Restate word for word the section of the entries that opens at the line containing "the snow covered" and closes at the line containing "out the antenna", both lines kept, pictures dropped.

* Stored data:
=== Begin Enclosure ===

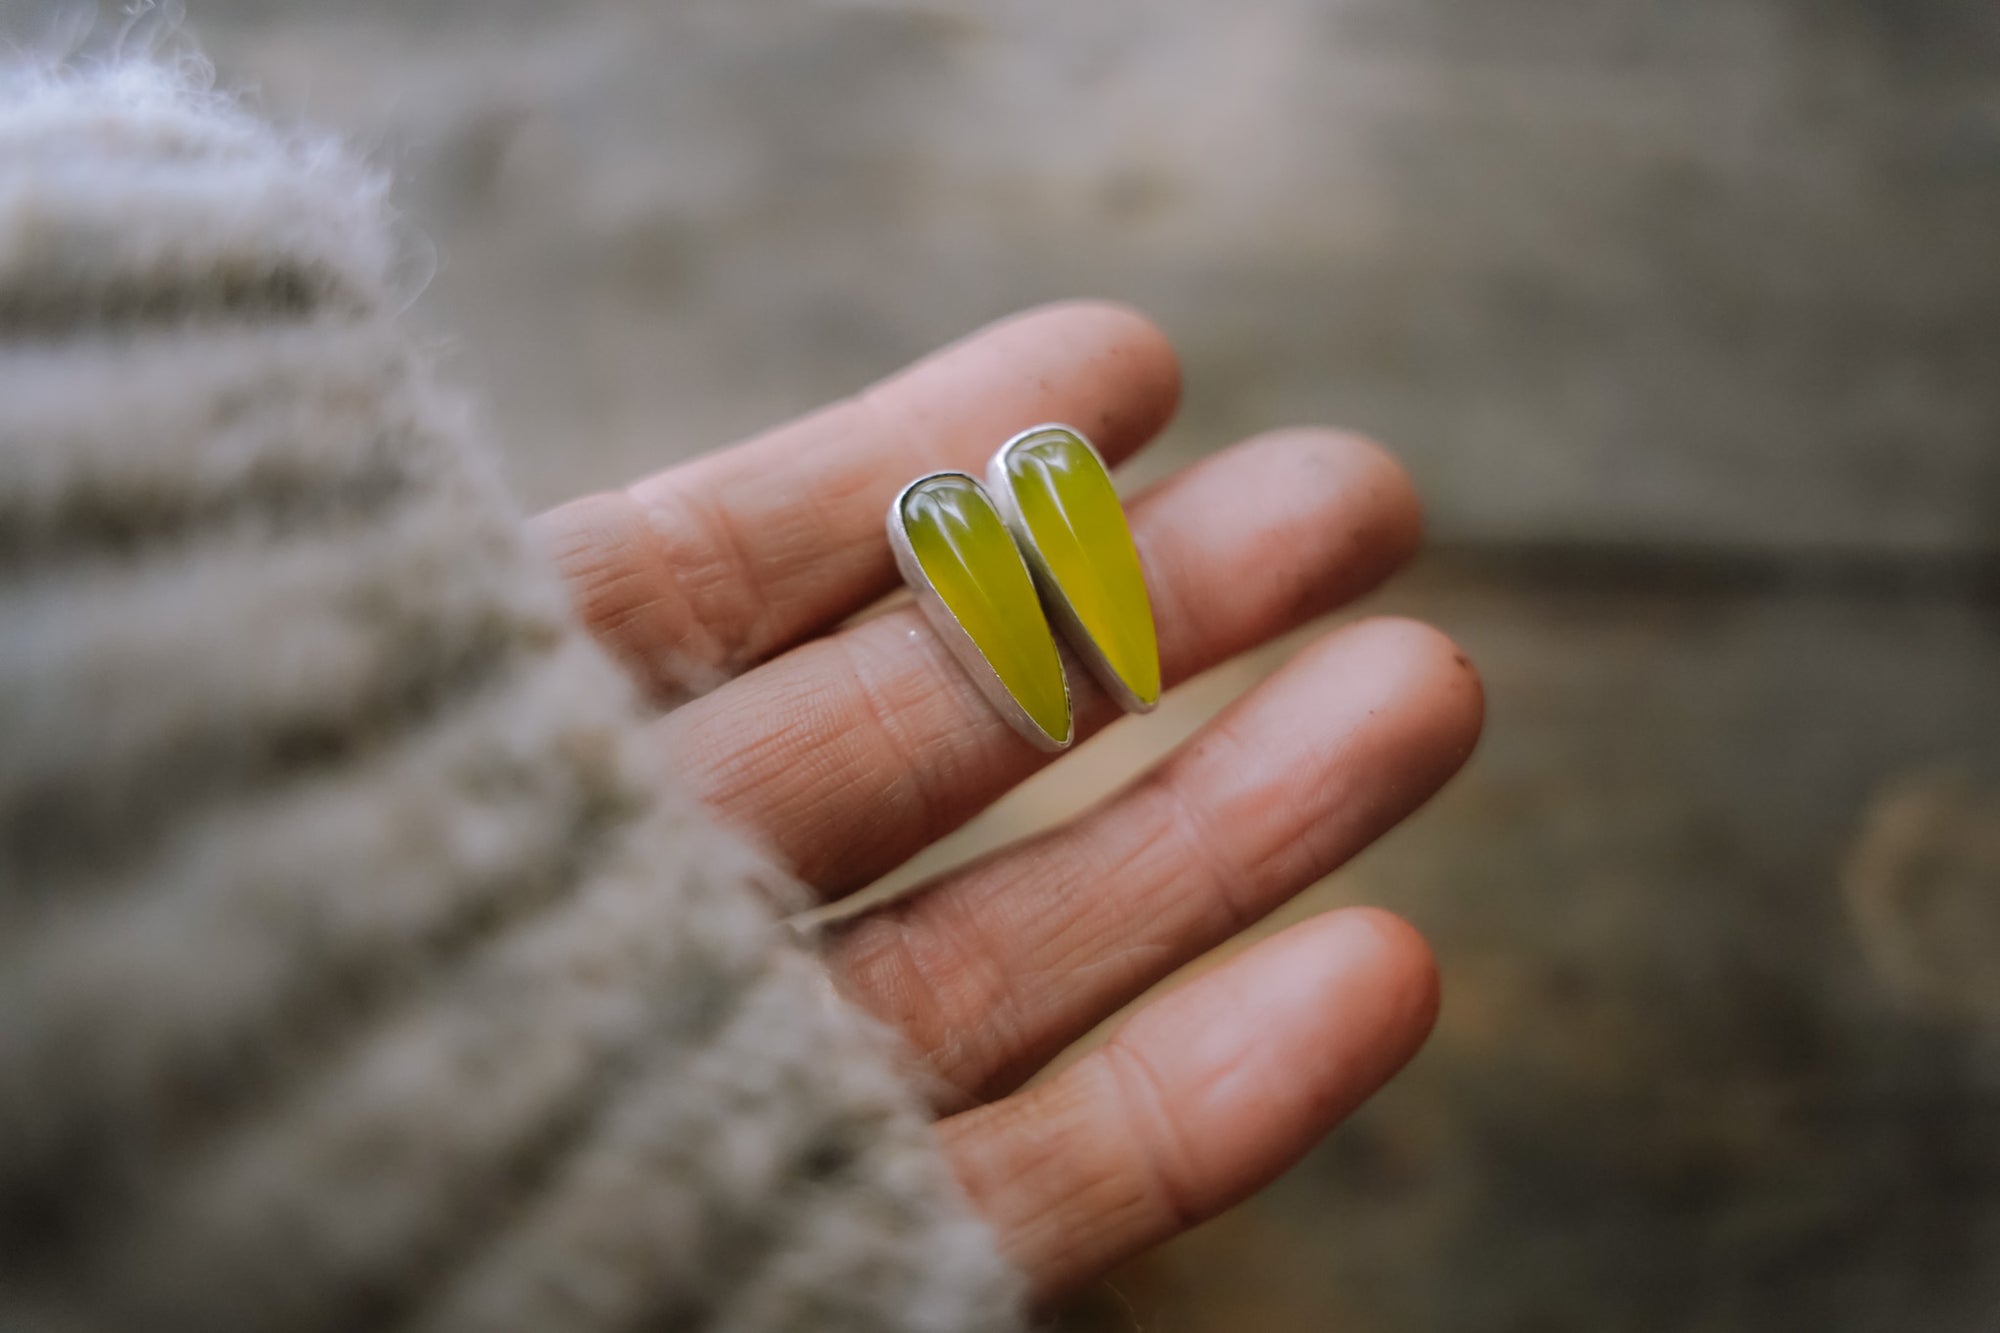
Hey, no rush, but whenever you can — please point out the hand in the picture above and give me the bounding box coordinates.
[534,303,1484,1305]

=== End Enclosure ===
=== Begin Enclosure ===

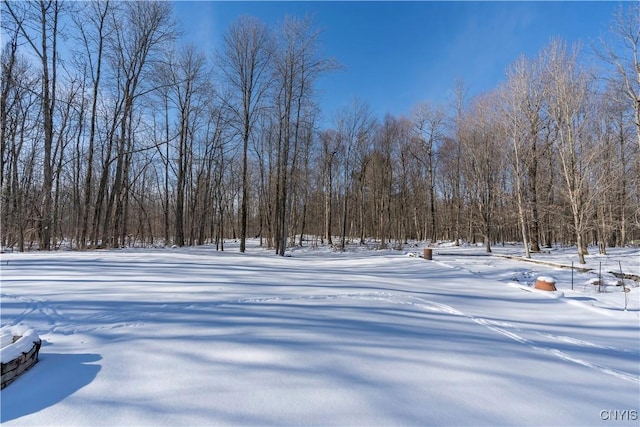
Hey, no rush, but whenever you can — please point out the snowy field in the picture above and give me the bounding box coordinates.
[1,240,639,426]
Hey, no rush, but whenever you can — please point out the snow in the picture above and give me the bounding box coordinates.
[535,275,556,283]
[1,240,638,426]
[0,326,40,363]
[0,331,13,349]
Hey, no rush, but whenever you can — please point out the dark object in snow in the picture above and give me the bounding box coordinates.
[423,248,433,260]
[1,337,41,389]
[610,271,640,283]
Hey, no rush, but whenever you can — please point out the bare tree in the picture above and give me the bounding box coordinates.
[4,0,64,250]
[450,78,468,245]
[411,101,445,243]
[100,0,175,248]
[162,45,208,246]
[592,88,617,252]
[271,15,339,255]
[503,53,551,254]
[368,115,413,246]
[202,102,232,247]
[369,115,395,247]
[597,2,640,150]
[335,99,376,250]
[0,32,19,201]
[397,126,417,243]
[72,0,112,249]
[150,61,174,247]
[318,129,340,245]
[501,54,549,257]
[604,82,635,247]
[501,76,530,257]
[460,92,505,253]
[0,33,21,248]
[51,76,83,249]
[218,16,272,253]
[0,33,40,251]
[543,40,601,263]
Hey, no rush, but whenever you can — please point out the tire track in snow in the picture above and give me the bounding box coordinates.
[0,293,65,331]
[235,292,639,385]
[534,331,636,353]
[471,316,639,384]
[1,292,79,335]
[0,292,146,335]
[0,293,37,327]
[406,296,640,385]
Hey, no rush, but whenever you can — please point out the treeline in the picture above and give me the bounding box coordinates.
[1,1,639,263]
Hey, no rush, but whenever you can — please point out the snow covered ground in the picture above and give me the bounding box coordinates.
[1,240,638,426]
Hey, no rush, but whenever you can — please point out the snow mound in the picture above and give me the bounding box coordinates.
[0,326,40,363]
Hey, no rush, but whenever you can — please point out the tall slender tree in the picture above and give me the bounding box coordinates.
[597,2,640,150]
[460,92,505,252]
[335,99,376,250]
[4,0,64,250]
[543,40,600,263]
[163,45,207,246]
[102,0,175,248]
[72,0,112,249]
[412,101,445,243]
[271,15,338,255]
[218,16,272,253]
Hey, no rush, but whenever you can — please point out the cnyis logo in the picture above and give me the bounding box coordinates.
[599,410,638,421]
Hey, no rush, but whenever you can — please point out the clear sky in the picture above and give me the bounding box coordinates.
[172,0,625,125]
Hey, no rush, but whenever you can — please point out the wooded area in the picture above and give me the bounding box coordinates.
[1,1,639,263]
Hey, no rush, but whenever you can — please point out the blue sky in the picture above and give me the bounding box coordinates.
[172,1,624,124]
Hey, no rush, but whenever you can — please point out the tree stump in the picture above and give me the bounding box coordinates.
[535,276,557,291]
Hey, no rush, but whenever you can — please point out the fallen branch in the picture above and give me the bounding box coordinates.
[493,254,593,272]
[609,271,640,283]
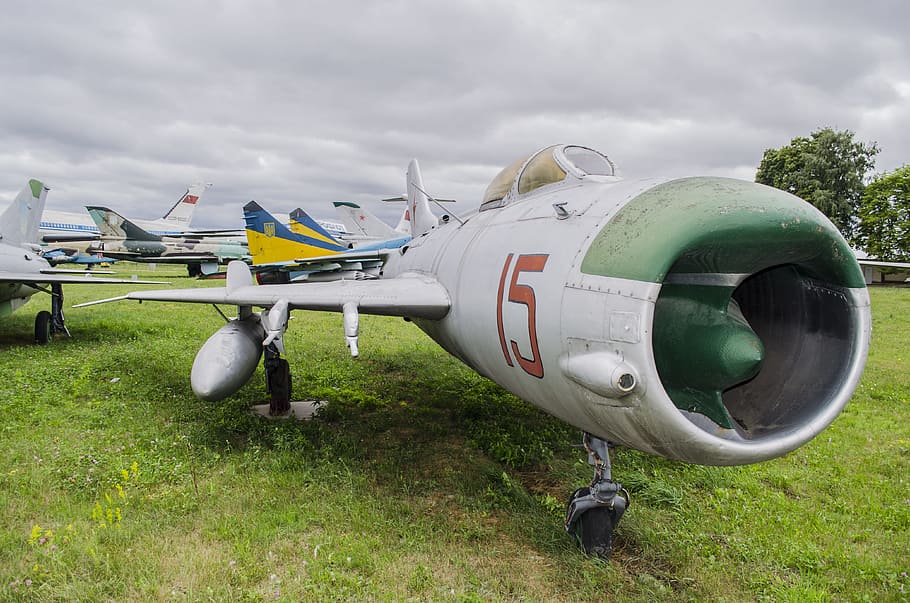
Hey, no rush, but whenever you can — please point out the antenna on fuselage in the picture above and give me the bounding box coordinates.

=== End Enclosure ===

* Response below:
Hey, no rush, but whenever you can — please point out the snow covered ground in the picture above and give me the bounding box coordinates.
[1,240,638,426]
Hey, no rush, but whenever you can — please point out the snow mound in the picture above and give me the bounding box coordinates.
[0,326,40,363]
Hey, no rush, but whenever you can — please point out the tall slender tree in the picture above and give me the bounding box coordinates.
[597,2,640,150]
[460,92,505,252]
[335,99,376,250]
[4,0,64,250]
[543,40,600,263]
[163,45,207,246]
[102,0,175,248]
[72,0,112,249]
[412,101,445,243]
[271,15,338,255]
[218,16,272,253]
Hey, no rush, but whenever you can — please point out the cnyis logo in the picture above and give me the bounding box coordinates.
[599,410,638,421]
Hey, no rush, but whenever you can — please point out the clear sky in the picture above and give me the bounding box coordinates.
[172,0,625,125]
Hey, no rush, but whenever you can — please point out the wooded area in the picture above and give me the bounding box coordinates.
[1,1,639,263]
Hey, no rush, but whenever you can — please point out the blue sky in the picture above and give me the bounding box coordinates.
[172,1,624,124]
Hey, no rush, but whenever you can — please point out the tree stump in the picture above and give me the bounding box coordinates.
[535,276,557,291]
Hey, no rush, but whenever you can — please point out the fallen branch in the picture above and give me the bounding box coordinates.
[493,254,593,272]
[609,271,640,283]
Hey, no rush, but whenever you can — please point out the antenna on fuselage in the picture above and give me the bounding box coordinates.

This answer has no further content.